▸ **Text**:
# # # #
BNP has Goldman in its sights after beefing up hedge fund business

BNP Paribas is seeking to displace Goldman Sachs as one of the top three global prime brokers to hedge funds, and surpass Barclays as the dominant European player after acquiring Deutsche Bank’s business last year.

France’s largest investment bank swooped on the German lender’s global prime finance unit and electronic equities business last summer as Deutsche scaled back its ambitions.

BNP is one of the few European banks still committing resources to prime finance, the lucrative but tech-heavy and risky business of lending money as well as handling trades for hedge funds and asset managers.

“Our combination could be the largest prime broker in Europe and be considered in the top four in the world,” said Olivier Osty, head of global markets at BNP. “This has to be seen, but that is the objective and we will make it . . . We would be trying to compete with Goldman for the third or fourth spot.”

“There is a good opportunity for us to take leadership in Europe on investment banking and global markets,” Mr Osty told the Financial Times. “US banks are retrenching a lot and BNP is stepping up.”
# # # #
▸ **About this exercise**:
Extend the article about BNP Paribas's push into prime brokerage, picking up right after its final sentence.

▸ **Record extracts**:
# # # #
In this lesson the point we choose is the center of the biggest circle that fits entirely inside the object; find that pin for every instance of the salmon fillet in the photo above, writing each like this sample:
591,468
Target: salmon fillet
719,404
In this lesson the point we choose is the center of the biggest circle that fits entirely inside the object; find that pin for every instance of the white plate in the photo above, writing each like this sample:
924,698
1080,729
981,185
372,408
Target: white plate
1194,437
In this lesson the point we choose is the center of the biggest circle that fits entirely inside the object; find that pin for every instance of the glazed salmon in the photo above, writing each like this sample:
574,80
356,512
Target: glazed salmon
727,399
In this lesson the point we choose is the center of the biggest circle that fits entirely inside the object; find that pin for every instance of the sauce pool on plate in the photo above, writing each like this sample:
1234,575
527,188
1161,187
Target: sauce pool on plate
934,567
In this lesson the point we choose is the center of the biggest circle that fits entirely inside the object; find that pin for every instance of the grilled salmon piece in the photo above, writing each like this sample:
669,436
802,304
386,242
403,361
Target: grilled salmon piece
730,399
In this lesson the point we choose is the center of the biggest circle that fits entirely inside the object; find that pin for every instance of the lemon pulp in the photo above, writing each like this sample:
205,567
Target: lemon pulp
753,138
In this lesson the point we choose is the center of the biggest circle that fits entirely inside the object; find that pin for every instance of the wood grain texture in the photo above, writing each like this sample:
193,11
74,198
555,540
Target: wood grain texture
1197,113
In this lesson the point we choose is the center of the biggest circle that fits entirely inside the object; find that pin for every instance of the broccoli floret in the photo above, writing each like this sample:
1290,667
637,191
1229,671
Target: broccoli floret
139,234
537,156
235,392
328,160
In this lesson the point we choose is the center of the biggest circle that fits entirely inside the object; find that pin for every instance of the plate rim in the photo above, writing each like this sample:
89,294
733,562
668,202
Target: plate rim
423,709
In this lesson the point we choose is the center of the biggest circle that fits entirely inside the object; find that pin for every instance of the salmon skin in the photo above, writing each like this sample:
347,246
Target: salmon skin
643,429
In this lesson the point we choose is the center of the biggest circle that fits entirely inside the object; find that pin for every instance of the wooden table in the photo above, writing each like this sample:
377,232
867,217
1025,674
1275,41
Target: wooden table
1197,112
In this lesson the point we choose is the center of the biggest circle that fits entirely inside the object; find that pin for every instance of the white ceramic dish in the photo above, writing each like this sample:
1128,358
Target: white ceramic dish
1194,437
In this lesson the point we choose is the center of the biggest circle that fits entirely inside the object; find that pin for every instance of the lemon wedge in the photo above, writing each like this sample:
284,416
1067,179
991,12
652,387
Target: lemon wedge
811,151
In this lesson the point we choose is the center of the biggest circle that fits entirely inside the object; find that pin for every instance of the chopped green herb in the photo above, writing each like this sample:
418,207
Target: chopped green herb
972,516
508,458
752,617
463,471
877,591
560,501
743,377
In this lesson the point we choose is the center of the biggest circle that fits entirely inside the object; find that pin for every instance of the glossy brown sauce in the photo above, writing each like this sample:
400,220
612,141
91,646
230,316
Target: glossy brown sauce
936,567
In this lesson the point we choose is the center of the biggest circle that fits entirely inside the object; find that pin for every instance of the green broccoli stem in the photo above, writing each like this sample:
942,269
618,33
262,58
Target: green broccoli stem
# # # #
▸ **Exercise result**:
However, the bank faces significant hurdles in disrupting the established hierarchy. Along with JPMorgan and Morgan Stanley, Goldman has dominated the prime brokerage business for years, followed by Bank of America and Barclays.

By contrast, BNP ranked 11th last year and Deutsche has historically been placed seventh to ninth in league tables, according to data provider Coalition. To oust Goldman from the top three, the newly combined entity would have to increase its market share to more than 12 per cent, Coalition estimates.

“We have been taking market share for the last year and a half and this increased in the first quarter,” said Mr Osty. “Are we there yet? No, but the trend is definitely positive and the [coronavirus] crisis will probably strengthen us” as smaller players withdraw.

JPMorgan’s prime business handled more than $500bn in client assets at the end of September and the heads of the unit wrote “Next stop, $1 trillion!” in an internal memo at the time.

When all client transfers from Deutsche are completed in early 2021, BNP’s prime brokerage business is expected to have more than $300bn of assets — as much as $200bn of that coming from Deutsche — and revenue in the hundreds of millions a year. Mr Osty declined to be more specific on financial targets.

Around 125 staff out of a potential 800 have already moved across from Deutsche, including senior figures such as Brian Fagen, head of Americas execution services, and Andy West, global head of prime technology, according to Ashley Wilson, co-head of the German bank’s prime finance unit, who is himself transferring next year.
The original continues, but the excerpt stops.